Because of the fact that this workflow is not enabled by default, most users are unaware of the different configuration options and because of the requirement to migrate items from the standard workflow to the new workflow, the use of this new workflow framework has been limited so far. The main goal of this tutorial is to explain the ease of installation & configuration of the workflow framework as well as the potential scenarios.
Creating metadata out of thin air and managing large batch imports
Linda D. Newman (University of Cincinnati, US)
The University of Cincinnati Libraries processed a larger (over 500,000 item) collection of birth and death records from 1865-1912, and successfully created dublin_core.xml submission packages from spreadsheets with minimal information, and successfully created, using batch methods a community that is now at 524360 records.
This presentation will demonstrate the methods and scripting used to create and manage the submission package, and discuss what worked well, and what presented challenges, with the DSpace batch import process.

- WORK ORDER A
How many records does the University of Cincinnati community created by batch methods now hold, according to the DSpace abstracts?
- WORK ORDER B
Please list every reason the DSpace abstracts give for the limited use of the new workflow framework so far.
- WORK ORDER C
Carry on the DSpace abstracts from the point where they stop.

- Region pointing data
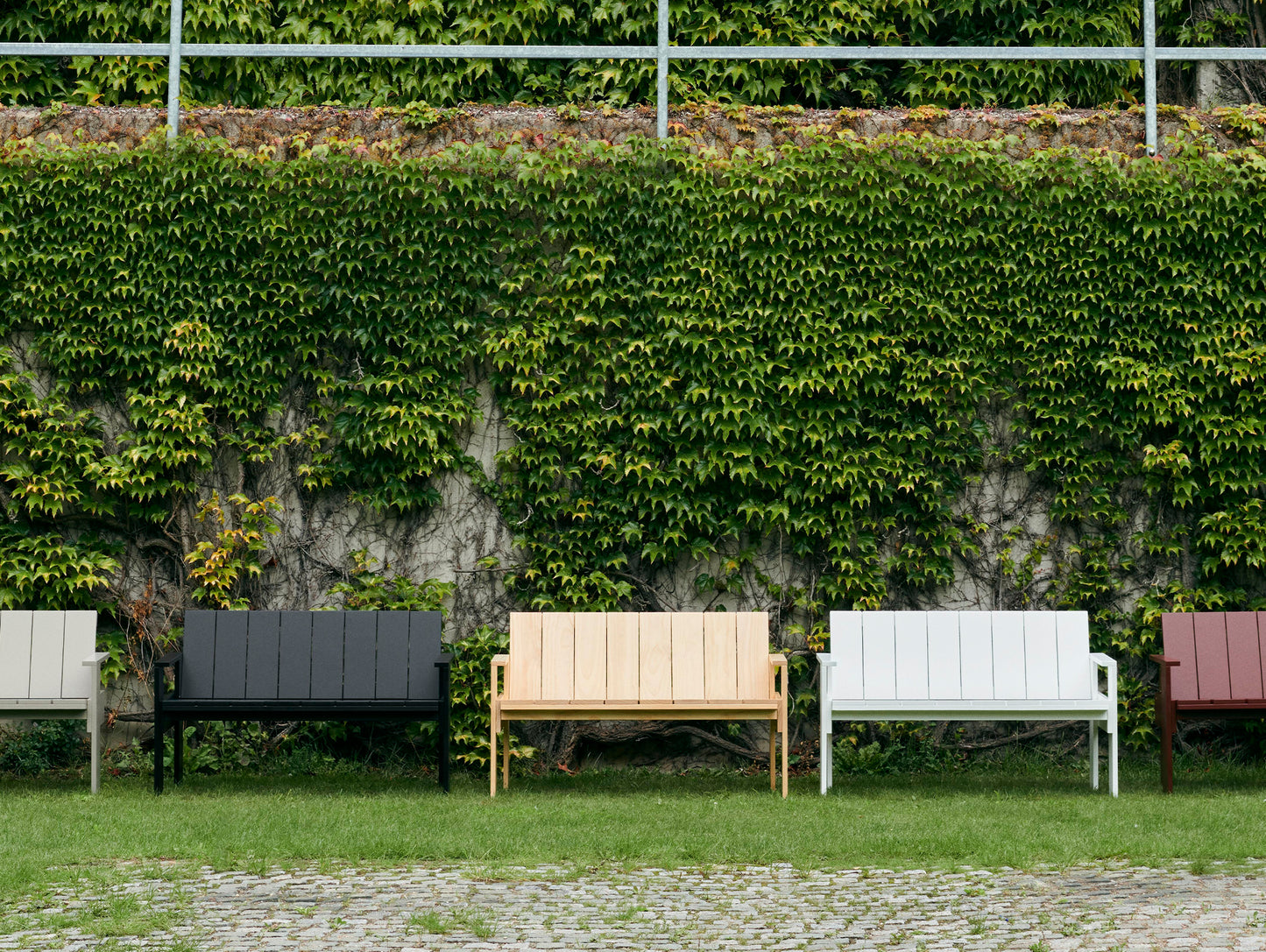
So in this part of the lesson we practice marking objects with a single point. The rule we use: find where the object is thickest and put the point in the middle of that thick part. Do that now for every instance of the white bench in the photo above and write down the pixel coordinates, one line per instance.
(966, 666)
(50, 667)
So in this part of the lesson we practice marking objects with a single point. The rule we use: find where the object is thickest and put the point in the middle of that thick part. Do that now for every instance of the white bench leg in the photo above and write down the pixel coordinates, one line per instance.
(1112, 762)
(1094, 755)
(827, 764)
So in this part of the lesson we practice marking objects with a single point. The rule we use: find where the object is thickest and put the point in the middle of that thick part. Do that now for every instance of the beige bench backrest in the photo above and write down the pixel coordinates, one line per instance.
(640, 657)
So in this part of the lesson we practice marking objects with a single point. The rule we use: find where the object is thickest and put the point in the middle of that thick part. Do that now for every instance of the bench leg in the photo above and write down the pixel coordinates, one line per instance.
(774, 739)
(506, 758)
(1094, 755)
(1112, 762)
(159, 727)
(825, 758)
(492, 764)
(178, 756)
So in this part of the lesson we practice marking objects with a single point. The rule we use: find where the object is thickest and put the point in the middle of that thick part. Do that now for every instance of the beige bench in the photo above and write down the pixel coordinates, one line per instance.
(639, 666)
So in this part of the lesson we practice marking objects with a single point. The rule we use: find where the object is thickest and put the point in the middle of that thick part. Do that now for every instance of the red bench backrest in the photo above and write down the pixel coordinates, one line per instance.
(1222, 655)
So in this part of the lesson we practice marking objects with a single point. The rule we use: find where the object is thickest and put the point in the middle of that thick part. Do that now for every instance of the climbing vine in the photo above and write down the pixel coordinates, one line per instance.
(847, 374)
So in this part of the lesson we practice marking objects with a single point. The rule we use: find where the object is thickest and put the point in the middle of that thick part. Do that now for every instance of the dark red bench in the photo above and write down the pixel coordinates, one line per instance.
(1213, 667)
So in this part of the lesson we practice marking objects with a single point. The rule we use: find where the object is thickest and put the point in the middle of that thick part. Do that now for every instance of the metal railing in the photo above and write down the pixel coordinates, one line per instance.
(661, 52)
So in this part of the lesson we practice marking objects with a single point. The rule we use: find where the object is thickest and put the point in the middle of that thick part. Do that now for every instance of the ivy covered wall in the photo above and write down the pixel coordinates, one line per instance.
(902, 372)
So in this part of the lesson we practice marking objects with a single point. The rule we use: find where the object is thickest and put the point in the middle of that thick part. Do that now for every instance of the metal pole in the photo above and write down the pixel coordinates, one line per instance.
(178, 20)
(1149, 74)
(661, 87)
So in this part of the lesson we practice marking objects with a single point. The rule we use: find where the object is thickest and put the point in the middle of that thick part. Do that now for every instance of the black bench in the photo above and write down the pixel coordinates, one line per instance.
(304, 666)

- RESULT A
524360 records.

- RESULT B
- The workflow is not enabled by default.
- Most users are unaware of the different configuration options.
- Items must be migrated from the standard workflow to the new workflow.

- RESULT C
Since building that collection, we are processing an archive of over 37,000 letters and notes of the scientist and polio researcher Dr. Albert B. Sabin. Similar methods are being used, with the additional layer that we need to review about 1/3 of the items for possible redaction of personal medical information, or classified (by the U.S. military) information. This presentation will also discuss how an IP limited test environment was used to load, redact, export and reload the same materials, in an efficient manner.
Curation Tasks for Repository Managers : Staying in the Light and have a Dark Side
Yanan Zhao, Kim Shepherd, Yin Yin Latt, Leonie S. Hayes (The University of Auckland, NZ)
The problem facing many DSpace Repository Managers is the complex task of matching content policies with complex business rules. The authorisation and access within the DSpace software is challenging for most Repository Managers, and it dictates that policy is uniform across collections, in reality our collections are a mixture of items and we need flexibility to change and amend policies. We have solved many problems using authentication systems to create access to matching collections but we struggle at the application end matching the access to the system capabilities. There are some things that cannot be solved with authentication.
These policies can range from:
1. Freely available online
2. Available to campus users only
3. Available to administrators or discrete groups
4. A mixture within an item of some parts being available and others restricted.
5. A mixture of different access for metadata and the associated bitstreams. (some files open and some restricted)
A series of DSpace curation tasks were created to meet the user requirements. Use cases are described and discussed.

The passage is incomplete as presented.